## WHAT THE TASK ASKS:
Start at the line containing "Wildlife-survey tagging: tag each instance of the gray" and transcribe every line exactly through the end of the records below, and only those lines.

┌─ AVAILABLE RECORDS

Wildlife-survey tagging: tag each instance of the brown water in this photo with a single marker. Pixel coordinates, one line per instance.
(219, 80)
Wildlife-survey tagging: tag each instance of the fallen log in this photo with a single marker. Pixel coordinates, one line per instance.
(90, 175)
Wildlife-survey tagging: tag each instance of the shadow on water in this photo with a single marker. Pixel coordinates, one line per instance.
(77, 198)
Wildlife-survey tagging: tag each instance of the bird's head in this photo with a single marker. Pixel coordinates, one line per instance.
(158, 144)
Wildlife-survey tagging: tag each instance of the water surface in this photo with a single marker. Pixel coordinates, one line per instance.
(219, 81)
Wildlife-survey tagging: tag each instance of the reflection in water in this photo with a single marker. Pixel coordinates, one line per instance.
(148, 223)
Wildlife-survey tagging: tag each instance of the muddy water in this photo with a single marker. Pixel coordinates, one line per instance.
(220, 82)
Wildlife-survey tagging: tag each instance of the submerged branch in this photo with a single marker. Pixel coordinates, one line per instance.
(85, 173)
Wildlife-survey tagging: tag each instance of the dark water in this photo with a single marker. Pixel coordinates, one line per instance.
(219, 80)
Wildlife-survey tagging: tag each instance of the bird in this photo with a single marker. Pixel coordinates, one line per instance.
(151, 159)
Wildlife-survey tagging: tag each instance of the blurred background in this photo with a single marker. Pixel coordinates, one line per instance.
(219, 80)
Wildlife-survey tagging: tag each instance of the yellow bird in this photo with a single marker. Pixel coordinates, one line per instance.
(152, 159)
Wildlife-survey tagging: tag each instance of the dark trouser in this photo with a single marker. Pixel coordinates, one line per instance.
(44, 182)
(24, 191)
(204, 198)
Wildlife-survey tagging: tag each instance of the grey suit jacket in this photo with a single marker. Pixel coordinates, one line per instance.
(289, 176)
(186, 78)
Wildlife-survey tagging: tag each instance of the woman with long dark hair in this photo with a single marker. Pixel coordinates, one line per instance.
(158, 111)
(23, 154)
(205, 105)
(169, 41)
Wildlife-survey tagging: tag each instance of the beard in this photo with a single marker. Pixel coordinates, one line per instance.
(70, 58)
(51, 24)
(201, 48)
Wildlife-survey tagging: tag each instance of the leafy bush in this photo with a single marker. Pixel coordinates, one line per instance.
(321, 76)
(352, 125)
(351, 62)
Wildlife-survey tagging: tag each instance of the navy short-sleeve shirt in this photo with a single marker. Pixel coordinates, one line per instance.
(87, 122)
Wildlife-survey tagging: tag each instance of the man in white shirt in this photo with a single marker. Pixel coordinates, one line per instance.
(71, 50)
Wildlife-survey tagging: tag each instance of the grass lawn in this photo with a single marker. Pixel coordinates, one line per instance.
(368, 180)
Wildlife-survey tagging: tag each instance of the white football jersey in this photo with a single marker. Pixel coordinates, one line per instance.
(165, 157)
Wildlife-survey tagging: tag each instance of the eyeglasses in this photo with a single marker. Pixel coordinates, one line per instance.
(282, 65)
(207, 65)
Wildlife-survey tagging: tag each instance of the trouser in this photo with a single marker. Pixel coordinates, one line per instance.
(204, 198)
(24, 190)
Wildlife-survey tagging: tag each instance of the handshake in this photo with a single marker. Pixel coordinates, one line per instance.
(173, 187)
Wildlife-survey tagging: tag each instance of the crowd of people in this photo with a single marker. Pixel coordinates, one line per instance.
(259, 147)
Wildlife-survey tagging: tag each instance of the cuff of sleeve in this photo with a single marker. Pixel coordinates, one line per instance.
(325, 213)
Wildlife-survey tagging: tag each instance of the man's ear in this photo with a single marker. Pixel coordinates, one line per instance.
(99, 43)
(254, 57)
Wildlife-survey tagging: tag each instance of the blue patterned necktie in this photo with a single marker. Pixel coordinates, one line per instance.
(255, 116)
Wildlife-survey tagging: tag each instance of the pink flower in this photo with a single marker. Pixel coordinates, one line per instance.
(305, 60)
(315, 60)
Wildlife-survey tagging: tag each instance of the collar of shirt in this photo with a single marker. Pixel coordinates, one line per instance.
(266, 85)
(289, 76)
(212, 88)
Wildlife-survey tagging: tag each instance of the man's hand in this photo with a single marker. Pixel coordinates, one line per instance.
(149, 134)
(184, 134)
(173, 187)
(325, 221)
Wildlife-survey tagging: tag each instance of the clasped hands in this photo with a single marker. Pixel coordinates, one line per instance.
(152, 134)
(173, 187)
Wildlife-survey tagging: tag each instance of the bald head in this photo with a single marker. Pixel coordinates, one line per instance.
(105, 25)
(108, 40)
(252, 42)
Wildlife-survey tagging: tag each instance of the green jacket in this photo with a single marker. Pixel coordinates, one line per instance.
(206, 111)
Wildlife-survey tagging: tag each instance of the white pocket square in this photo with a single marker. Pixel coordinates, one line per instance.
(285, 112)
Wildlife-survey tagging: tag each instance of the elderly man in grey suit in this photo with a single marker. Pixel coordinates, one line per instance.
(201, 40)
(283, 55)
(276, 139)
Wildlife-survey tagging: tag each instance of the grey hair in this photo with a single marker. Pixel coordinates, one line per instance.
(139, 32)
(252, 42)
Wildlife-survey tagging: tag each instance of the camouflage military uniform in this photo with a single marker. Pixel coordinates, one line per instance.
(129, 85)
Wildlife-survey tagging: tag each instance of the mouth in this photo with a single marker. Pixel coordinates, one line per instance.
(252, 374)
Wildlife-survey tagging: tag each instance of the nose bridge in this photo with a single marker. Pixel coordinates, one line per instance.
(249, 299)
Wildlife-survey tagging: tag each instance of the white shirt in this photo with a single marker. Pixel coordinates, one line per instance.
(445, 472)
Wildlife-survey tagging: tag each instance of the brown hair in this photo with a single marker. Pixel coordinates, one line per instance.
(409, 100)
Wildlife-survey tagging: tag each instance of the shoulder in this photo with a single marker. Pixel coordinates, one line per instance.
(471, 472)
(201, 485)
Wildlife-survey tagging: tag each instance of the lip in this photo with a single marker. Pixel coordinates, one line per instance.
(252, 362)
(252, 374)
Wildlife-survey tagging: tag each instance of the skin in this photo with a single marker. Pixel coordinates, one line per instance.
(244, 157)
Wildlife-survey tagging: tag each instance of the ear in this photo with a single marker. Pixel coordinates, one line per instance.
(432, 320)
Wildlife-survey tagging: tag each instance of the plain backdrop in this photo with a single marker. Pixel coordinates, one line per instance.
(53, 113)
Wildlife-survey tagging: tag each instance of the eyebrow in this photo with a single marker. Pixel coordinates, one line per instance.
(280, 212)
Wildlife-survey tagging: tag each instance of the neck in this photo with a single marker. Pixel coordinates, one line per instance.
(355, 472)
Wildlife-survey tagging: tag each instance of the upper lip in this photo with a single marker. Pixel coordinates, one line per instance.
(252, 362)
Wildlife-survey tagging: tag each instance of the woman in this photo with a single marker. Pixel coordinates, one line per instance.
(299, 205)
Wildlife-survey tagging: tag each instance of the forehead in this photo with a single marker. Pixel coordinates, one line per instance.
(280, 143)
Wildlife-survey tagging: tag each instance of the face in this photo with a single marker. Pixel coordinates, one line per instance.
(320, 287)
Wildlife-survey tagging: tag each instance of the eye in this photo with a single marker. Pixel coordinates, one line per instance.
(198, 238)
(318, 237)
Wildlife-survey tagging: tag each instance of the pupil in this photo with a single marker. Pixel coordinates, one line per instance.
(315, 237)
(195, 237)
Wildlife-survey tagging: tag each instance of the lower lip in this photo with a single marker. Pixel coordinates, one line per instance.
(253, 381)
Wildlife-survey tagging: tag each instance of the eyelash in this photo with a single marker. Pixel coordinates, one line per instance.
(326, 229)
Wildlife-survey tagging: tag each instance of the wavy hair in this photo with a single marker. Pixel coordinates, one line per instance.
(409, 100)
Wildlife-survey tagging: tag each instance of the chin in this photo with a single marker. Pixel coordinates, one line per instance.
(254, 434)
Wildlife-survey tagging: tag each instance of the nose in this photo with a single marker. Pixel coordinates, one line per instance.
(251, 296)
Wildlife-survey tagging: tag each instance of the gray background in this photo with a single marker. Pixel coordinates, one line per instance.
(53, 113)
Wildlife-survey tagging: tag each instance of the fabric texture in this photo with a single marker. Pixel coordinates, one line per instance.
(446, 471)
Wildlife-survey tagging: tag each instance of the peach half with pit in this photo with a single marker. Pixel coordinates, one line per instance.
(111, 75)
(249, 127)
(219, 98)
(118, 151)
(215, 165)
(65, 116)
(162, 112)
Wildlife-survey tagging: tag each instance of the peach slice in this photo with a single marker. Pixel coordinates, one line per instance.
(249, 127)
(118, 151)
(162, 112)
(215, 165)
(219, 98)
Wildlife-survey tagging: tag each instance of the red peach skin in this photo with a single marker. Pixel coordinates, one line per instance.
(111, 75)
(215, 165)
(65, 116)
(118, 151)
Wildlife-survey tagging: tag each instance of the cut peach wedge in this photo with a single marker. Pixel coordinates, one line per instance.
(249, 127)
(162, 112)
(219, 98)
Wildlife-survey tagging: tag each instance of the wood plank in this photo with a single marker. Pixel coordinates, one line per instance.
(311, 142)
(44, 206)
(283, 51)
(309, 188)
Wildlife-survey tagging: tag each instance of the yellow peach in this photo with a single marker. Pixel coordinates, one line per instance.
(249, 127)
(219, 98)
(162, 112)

└─

## SOLUTION BELOW:
Wildlife-survey tagging: tag each instance of the gray background in this photo with a single marker. Pixel coordinates, one line per instance.
(53, 113)
Wildlife-survey tagging: tag each instance of the fabric texture in this photo with a single marker. Pixel coordinates, one line per instance.
(446, 471)
Wildlife-survey tagging: tag each instance of the peach half with pit in this photo with a single marker. Pixel coordinates, one line per instance.
(111, 75)
(249, 127)
(219, 98)
(118, 151)
(215, 165)
(65, 116)
(162, 112)
Wildlife-survey tagging: tag each instance of the peach slice in this photo with a single marker. Pixel coordinates, one line per instance.
(249, 127)
(118, 151)
(162, 112)
(215, 165)
(219, 98)
Wildlife-survey tagging: tag each instance of the red peach skin in this photo with a single marker. Pixel coordinates, one line per instance.
(111, 75)
(215, 165)
(65, 116)
(118, 151)
Wildlife-survey tagging: tag each instance of the cut peach wedge in this photo with a single marker. Pixel coordinates, one line per instance.
(249, 127)
(162, 112)
(219, 98)
Wildlife-survey tagging: tag each instance of the wood plank in this photo with a single marker. Pixel coordinates, one line per instance.
(311, 142)
(44, 206)
(283, 51)
(309, 188)
Wildlife-survey tagging: tag each instance of the yellow peach in this photo with a single marker. Pixel coordinates, one line per instance.
(249, 127)
(219, 98)
(162, 112)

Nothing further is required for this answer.